- _Given problem_:
Quote the lines of the listing below verbatim, from the line containing "Indicate the white rooftop" up to and including the line containing "[1037, 535]".

* Begin Data listing *

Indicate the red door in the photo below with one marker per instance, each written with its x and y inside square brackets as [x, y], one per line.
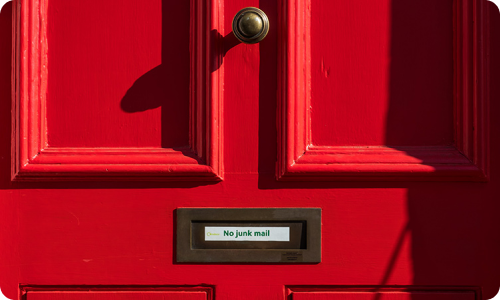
[377, 112]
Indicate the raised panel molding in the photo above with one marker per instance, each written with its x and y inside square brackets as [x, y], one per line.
[32, 157]
[467, 160]
[383, 292]
[116, 293]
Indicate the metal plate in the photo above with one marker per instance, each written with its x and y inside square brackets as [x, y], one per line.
[303, 245]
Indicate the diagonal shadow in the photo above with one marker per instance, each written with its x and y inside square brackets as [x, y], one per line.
[167, 85]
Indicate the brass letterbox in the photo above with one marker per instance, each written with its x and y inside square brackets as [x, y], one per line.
[259, 235]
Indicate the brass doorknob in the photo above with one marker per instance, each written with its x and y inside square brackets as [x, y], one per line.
[250, 25]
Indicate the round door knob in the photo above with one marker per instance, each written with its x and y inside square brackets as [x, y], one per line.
[250, 25]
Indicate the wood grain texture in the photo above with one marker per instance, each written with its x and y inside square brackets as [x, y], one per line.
[73, 155]
[411, 236]
[299, 158]
[384, 293]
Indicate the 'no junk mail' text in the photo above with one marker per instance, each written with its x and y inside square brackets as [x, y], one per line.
[223, 233]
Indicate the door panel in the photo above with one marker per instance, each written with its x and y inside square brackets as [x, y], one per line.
[71, 81]
[101, 294]
[356, 158]
[91, 213]
[385, 296]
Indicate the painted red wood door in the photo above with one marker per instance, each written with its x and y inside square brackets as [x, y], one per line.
[374, 111]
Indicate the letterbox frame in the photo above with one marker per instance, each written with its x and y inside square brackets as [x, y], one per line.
[186, 216]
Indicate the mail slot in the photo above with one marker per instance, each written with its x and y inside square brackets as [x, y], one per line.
[266, 235]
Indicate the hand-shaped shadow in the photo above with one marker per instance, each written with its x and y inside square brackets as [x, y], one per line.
[167, 85]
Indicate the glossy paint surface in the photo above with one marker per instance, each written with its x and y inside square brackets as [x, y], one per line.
[433, 240]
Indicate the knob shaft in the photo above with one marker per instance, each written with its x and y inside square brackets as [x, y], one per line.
[250, 25]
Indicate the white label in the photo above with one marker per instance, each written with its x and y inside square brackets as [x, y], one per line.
[275, 234]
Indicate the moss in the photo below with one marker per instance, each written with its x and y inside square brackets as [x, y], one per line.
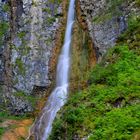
[20, 66]
[109, 107]
[21, 34]
[6, 8]
[4, 26]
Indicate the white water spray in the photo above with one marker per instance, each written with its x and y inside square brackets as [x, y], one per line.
[58, 97]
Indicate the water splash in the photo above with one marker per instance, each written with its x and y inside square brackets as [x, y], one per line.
[58, 97]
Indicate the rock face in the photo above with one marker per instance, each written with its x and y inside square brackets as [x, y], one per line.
[27, 39]
[104, 25]
[33, 43]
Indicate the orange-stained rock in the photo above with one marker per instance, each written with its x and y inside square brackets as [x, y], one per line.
[17, 129]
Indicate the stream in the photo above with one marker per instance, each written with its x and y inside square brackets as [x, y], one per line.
[58, 97]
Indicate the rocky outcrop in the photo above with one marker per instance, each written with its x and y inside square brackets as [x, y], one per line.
[106, 21]
[33, 43]
[28, 37]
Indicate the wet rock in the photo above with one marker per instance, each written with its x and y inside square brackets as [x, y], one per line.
[19, 106]
[104, 25]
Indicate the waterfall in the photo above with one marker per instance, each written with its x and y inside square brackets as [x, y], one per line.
[59, 95]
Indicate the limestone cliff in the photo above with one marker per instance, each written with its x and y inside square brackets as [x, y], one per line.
[106, 20]
[28, 33]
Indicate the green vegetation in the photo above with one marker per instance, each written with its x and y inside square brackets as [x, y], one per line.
[6, 8]
[3, 29]
[19, 63]
[109, 108]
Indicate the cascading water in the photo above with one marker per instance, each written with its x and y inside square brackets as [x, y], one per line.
[58, 97]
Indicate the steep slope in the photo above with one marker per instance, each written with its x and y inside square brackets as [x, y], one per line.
[108, 106]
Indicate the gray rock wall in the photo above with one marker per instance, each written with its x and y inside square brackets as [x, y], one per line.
[106, 20]
[26, 45]
[37, 23]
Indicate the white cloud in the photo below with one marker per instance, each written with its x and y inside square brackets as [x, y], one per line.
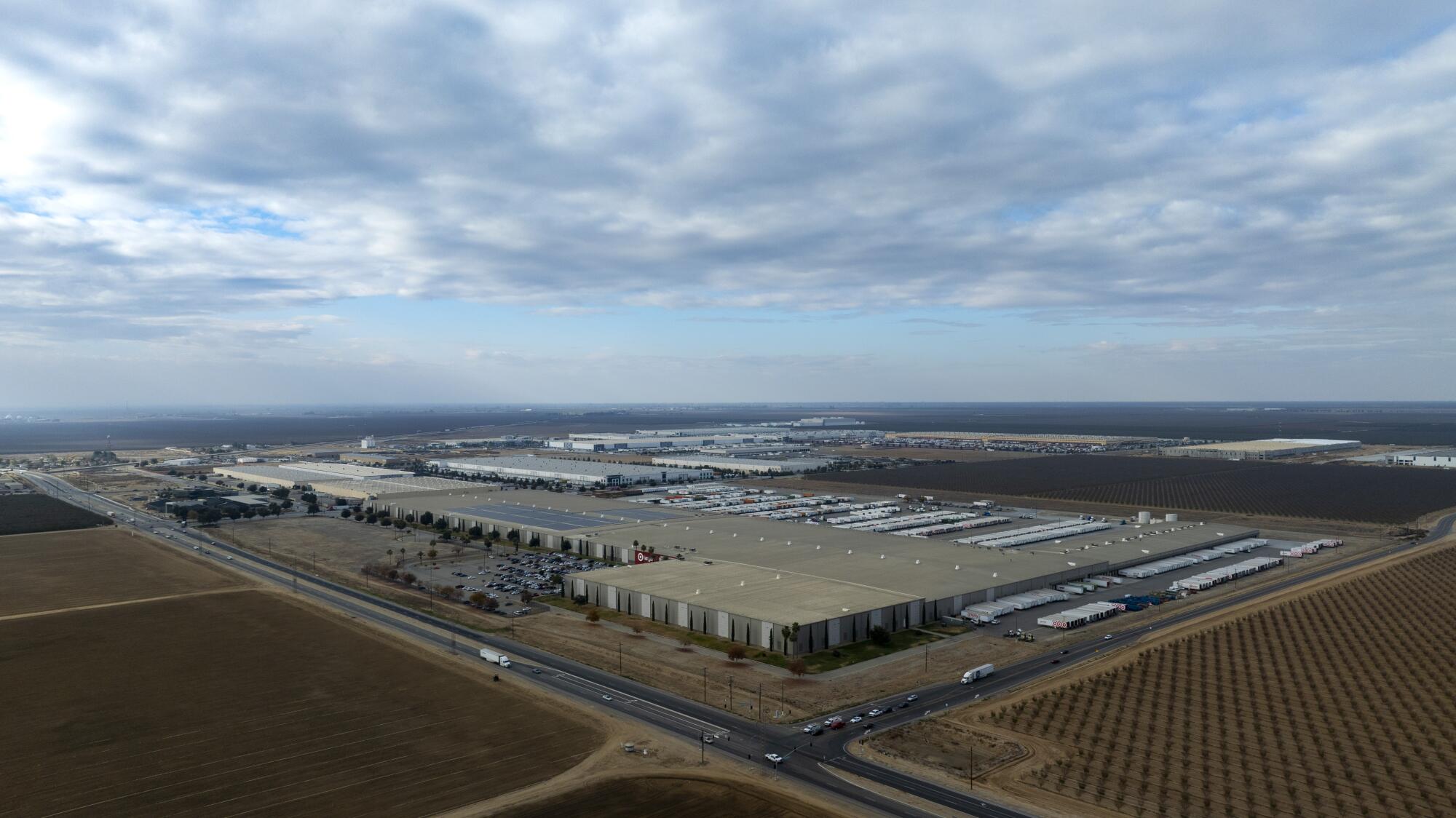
[167, 165]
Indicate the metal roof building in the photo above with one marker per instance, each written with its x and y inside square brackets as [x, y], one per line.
[746, 579]
[292, 474]
[582, 472]
[746, 465]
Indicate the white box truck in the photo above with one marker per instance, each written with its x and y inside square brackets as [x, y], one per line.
[978, 673]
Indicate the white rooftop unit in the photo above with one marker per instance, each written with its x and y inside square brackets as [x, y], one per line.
[953, 526]
[1033, 599]
[1037, 535]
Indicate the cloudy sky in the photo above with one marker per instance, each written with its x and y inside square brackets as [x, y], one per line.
[688, 202]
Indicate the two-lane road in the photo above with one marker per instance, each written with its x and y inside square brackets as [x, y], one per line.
[809, 759]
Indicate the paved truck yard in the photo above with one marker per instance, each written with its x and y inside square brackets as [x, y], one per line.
[753, 580]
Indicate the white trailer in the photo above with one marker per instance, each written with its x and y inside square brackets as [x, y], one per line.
[496, 659]
[978, 673]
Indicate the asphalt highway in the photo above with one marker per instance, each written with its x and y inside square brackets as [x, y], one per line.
[807, 759]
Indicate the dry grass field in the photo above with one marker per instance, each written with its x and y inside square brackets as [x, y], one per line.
[679, 670]
[1339, 702]
[340, 547]
[25, 515]
[663, 795]
[66, 570]
[247, 704]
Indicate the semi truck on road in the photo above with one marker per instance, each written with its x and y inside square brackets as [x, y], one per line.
[978, 673]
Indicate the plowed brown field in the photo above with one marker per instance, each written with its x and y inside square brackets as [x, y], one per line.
[662, 795]
[1337, 704]
[245, 704]
[85, 568]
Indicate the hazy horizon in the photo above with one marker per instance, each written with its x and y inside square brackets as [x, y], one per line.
[652, 203]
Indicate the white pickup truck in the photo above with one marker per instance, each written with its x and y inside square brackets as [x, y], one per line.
[978, 673]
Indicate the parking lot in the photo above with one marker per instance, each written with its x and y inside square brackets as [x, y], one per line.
[506, 577]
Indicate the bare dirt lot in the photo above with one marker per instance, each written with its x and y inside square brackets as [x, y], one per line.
[663, 795]
[341, 547]
[237, 704]
[24, 515]
[1337, 702]
[87, 568]
[681, 670]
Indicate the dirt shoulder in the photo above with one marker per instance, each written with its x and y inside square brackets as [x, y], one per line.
[924, 747]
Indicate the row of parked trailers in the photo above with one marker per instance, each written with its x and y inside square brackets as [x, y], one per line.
[864, 516]
[1037, 533]
[1225, 574]
[909, 522]
[1081, 615]
[953, 526]
[988, 612]
[1193, 558]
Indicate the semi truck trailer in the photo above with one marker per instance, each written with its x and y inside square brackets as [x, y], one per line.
[496, 659]
[978, 673]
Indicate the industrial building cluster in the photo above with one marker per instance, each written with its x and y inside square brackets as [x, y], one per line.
[1018, 442]
[742, 565]
[784, 571]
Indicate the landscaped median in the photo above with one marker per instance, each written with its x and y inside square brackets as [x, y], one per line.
[816, 663]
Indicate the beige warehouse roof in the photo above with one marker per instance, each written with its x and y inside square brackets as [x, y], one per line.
[394, 487]
[1273, 445]
[927, 568]
[772, 596]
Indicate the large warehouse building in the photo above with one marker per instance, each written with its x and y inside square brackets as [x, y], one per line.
[365, 490]
[646, 443]
[1431, 458]
[745, 465]
[579, 472]
[1017, 439]
[1263, 449]
[748, 579]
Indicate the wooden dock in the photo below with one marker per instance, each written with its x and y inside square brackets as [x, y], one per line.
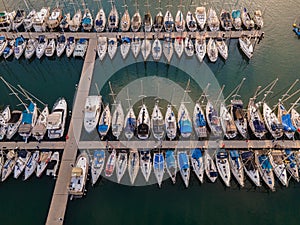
[60, 195]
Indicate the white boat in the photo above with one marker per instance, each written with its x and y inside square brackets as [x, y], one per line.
[246, 46]
[117, 120]
[87, 20]
[200, 48]
[156, 50]
[271, 121]
[135, 46]
[61, 45]
[30, 48]
[199, 121]
[20, 45]
[179, 46]
[79, 176]
[39, 22]
[277, 161]
[102, 47]
[198, 163]
[157, 123]
[222, 48]
[212, 20]
[168, 48]
[133, 165]
[70, 46]
[41, 47]
[100, 21]
[40, 128]
[145, 163]
[213, 120]
[159, 167]
[227, 123]
[237, 167]
[112, 47]
[146, 48]
[9, 165]
[191, 22]
[143, 123]
[97, 165]
[81, 47]
[75, 23]
[171, 165]
[212, 50]
[189, 47]
[250, 167]
[121, 165]
[200, 15]
[184, 166]
[57, 119]
[210, 167]
[265, 169]
[92, 110]
[50, 49]
[223, 166]
[45, 157]
[184, 121]
[31, 164]
[111, 163]
[23, 157]
[104, 121]
[53, 165]
[125, 46]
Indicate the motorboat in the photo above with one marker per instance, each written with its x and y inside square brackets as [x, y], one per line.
[97, 165]
[223, 166]
[57, 119]
[104, 121]
[184, 166]
[236, 167]
[159, 167]
[198, 163]
[81, 47]
[133, 165]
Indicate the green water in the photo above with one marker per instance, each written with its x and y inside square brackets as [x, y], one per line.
[109, 203]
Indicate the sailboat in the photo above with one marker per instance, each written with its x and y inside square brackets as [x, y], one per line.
[133, 165]
[198, 163]
[159, 167]
[97, 165]
[171, 165]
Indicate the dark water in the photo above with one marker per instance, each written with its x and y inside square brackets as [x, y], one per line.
[108, 203]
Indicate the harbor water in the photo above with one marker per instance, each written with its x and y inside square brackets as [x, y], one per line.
[277, 55]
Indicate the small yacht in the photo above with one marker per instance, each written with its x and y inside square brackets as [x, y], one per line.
[81, 47]
[171, 165]
[57, 119]
[145, 163]
[159, 167]
[133, 165]
[198, 163]
[41, 47]
[31, 164]
[50, 49]
[23, 157]
[111, 163]
[45, 157]
[97, 165]
[79, 176]
[121, 165]
[92, 111]
[104, 121]
[223, 166]
[184, 166]
[102, 47]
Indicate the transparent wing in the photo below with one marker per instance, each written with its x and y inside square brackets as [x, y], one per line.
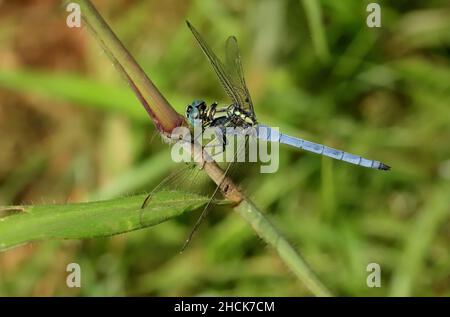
[234, 68]
[225, 79]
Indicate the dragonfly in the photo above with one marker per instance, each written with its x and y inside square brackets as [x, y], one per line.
[240, 112]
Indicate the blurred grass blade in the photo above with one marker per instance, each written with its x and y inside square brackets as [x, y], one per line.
[93, 219]
[314, 17]
[419, 242]
[74, 88]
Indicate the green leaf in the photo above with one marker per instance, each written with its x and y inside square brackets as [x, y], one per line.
[93, 219]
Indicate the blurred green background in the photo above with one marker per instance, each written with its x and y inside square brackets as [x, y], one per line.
[71, 130]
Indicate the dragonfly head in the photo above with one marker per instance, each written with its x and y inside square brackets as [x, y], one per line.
[195, 111]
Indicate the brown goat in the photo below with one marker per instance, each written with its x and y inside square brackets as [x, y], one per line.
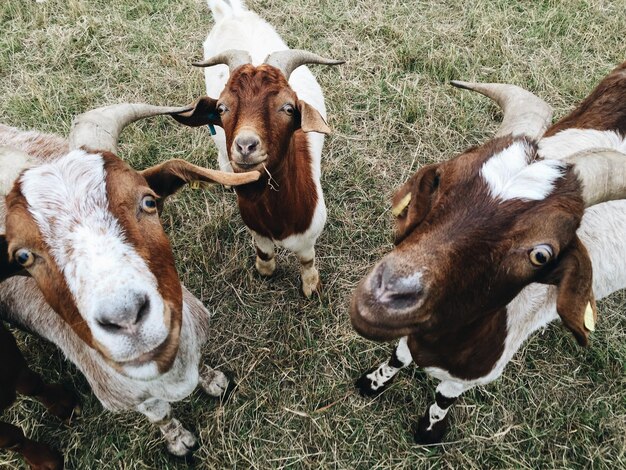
[479, 237]
[16, 377]
[102, 284]
[272, 121]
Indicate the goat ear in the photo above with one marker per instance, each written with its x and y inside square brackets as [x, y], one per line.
[412, 202]
[168, 177]
[311, 120]
[8, 268]
[203, 112]
[575, 301]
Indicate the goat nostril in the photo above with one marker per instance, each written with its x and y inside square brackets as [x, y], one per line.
[398, 292]
[109, 326]
[143, 311]
[246, 145]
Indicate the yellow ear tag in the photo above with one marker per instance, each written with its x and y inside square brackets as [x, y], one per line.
[401, 206]
[197, 184]
[590, 322]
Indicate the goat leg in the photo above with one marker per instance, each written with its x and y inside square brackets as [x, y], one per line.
[308, 271]
[216, 383]
[179, 441]
[432, 427]
[377, 379]
[265, 256]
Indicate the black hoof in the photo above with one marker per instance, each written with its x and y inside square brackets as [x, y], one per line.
[369, 388]
[231, 387]
[435, 435]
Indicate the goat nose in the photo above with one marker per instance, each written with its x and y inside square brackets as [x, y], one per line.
[396, 292]
[247, 144]
[127, 318]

* End Data listing *

- _Task result_:
Indicate the white rooftop unit in the photo above with one marker per instance, each written with its x and y inside square brackets as [x, y], one per line.
[953, 526]
[1033, 599]
[1037, 535]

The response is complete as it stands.